I guess I don't understand the hatred that drives these people to believe and find nothing wrong with what the Limbaughs and Roves say. In fact they defend it.

And yet, when a Dem like Dean or Durbin say something, there is a howl and they have to appologize. And the truth of the matter is, a vast majority of Dems I know don't condone the hate speeches.

Whereas, the Roves and Limbaughs never appologize nor admit they were wrong or twisted facts. Neo-con supporters (NOT ALL GOP) seem to thrive on it and spew hatred and in forums like this resort to name calling treating those who disagree as beneath them or stating things then when asked to prove their sources ignore the requests or say "do your own work".

Are we not a nation that wants to better ourselves and yet our leaders on both sides (although as stated above one side is far far better at it than the other) are trying very hard to divide us..... one has to ask why?

Both sides want this nation to be the best, to have prosperity and freedom for all right?

I truly don't understand why people who supposedly love freedom and civil liberties go to such extremes to destroy each other, and work to take rights away from those who disagree with them or worse yet, stand there and degrade, denigrate and verbally assault them.

We are 1 nation people and we better start getting along and working for the same common good or we will eventually destroy that which we love and Left or Right will have noone to blame but themselves.

Mantus 06-28-2005 07:26 AM

roachboy, your concpet of concervative transposed racism was a very intresting read. Thanks for posting that.

roachboy 06-28-2005 07:35 AM

this is something i tried to address earlier, pan:
i think the basic mode of conservative argument is about self-definition first--you are either with "us" or against "us" a priori. this is NOTa typical mode of argument in a democratic context...this reduces politics to identification and identification to a matter of faith.

a short digression on the public mode of deploying neocon ideology: i think the neocons are people more like wolfowitz, what has been labelled the mayberry machiavellian trend within the administration--the wider right ideology is not identical with that--it is a complicated collage of rightwing tropes, some of which come from evangelical christian ideology, some from old-school american first types spaces, some from a kind of populist know-nothingism pioneered as a seperate ideological position by pat buchanan. end digression.

anyway, the arguments particular to rovethought work this way--he tried to rehearse the line that seperates "us" from "them" with a series of arbitrary assertions about what conservatives are not. the claims about iraq follow from this, and are shaped not by their analytic power (there isnt any) but by the identification with a far-right "us" first and foremost. this type of argument has been a constant feature of conservative ideology in its present form since the clinton period, you are right--it is a central feature of limbaugh "thought" which seems to have devolved alongside the wider ideology.

conservative ideology is not about a coherent description of the world. it is about defining a group as "us" and on that basis adding features that inflect this identification one way then another.

the other main feature is projection: take the example of "liberal media biais"--this is obviously false analytically--but it functions in conservativeland to make the fabrication of a completely ideological alternative media structure seem like a defensive response, when the fact is that it is the right that is seeking to change the rules of the game of journalism and conflate information with politics in a wholesale manner. presented as a positive argument, there is no way this would have flown--presented as a reaction, it does (it appears to redress a prior imbalance, when the fact is the opposite)--this only functions logically--politically--on the basis of the core conservative ideological move--identification as one of "us"
--
## To be done
1/ In the forum discussion, who pioneered populist know-nothingism as a separate ideological position?
2/ Reproduce the forum discussion's passage starting at "a short digression" and ending at "buchanan. end digression.", renaming "digression" as "aside" throughout.
3/ What sources does the forum discussion give for the rightwing tropes that make up the wider right ideology's collage?

## Stored items
--
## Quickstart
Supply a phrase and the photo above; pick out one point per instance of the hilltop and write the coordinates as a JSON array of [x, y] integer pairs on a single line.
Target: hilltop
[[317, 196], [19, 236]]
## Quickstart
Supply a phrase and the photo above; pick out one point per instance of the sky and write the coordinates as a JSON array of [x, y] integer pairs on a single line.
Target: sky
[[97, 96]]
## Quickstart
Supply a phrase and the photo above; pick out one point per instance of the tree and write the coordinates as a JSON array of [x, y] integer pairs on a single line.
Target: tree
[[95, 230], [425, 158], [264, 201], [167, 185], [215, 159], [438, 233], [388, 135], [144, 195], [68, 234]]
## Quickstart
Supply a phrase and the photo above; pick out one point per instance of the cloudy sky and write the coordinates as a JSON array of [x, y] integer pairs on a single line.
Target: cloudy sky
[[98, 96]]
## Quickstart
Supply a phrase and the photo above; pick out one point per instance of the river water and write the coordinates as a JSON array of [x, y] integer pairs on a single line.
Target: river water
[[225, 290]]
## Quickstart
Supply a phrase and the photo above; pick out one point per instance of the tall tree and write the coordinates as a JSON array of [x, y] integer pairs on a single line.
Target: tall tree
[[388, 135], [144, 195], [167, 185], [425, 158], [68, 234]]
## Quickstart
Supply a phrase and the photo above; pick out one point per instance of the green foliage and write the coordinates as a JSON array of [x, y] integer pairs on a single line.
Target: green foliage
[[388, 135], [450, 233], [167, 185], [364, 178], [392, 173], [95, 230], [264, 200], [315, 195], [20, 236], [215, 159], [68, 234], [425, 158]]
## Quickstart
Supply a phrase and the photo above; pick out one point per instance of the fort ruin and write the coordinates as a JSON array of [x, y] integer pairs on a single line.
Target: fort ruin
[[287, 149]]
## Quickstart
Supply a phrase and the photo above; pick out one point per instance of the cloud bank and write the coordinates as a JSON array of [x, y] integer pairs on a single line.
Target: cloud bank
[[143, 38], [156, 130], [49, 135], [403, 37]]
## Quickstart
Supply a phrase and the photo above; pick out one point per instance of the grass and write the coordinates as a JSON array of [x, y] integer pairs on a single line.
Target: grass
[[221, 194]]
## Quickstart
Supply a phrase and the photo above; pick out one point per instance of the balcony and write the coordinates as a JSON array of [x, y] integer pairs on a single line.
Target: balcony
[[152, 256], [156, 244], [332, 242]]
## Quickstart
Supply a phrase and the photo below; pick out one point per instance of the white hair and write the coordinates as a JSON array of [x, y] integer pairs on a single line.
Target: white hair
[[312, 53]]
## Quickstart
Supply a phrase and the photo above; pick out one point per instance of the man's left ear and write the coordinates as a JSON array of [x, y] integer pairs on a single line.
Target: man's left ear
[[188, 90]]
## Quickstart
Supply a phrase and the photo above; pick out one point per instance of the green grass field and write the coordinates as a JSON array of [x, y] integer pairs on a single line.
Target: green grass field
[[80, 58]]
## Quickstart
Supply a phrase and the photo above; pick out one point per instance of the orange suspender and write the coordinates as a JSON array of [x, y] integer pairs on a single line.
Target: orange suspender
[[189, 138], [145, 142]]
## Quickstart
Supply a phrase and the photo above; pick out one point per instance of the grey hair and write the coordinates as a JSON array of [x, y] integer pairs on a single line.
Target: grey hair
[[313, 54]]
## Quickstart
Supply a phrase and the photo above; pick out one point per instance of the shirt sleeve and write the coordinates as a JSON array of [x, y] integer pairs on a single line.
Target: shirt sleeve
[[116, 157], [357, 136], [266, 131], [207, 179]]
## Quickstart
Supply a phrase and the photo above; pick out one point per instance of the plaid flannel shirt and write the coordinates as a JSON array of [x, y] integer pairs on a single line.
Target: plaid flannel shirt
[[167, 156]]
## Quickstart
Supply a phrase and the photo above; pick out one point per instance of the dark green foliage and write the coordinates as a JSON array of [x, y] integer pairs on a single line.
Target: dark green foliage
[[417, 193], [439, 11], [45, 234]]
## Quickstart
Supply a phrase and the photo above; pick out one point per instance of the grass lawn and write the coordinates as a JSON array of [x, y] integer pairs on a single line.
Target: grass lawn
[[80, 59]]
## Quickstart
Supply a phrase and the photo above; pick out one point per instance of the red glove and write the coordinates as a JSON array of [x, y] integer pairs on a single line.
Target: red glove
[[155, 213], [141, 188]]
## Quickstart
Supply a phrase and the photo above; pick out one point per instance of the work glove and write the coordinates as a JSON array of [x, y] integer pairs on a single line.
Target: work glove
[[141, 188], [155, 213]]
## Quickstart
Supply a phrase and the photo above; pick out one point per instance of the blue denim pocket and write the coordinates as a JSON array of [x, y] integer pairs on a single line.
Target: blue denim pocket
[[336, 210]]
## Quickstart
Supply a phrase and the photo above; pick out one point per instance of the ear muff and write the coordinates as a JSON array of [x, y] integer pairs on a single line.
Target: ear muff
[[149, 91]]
--
## The replies
1/ pat buchanan

2/
a short aside on the public mode of deploying neocon ideology: i think the neocons are people more like wolfowitz, what has been labelled the mayberry machiavellian trend within the administration--the wider right ideology is not identical with that--it is a complicated collage of rightwing tropes, some of which come from evangelical christian ideology, some from old-school american first types spaces, some from a kind of populist know-nothingism pioneered as a seperate ideological position by pat buchanan. end aside.

3/
- evangelical christian ideology
- old-school american first types spaces
- a kind of populist know-nothingism pioneered as a seperate ideological position by pat buchanan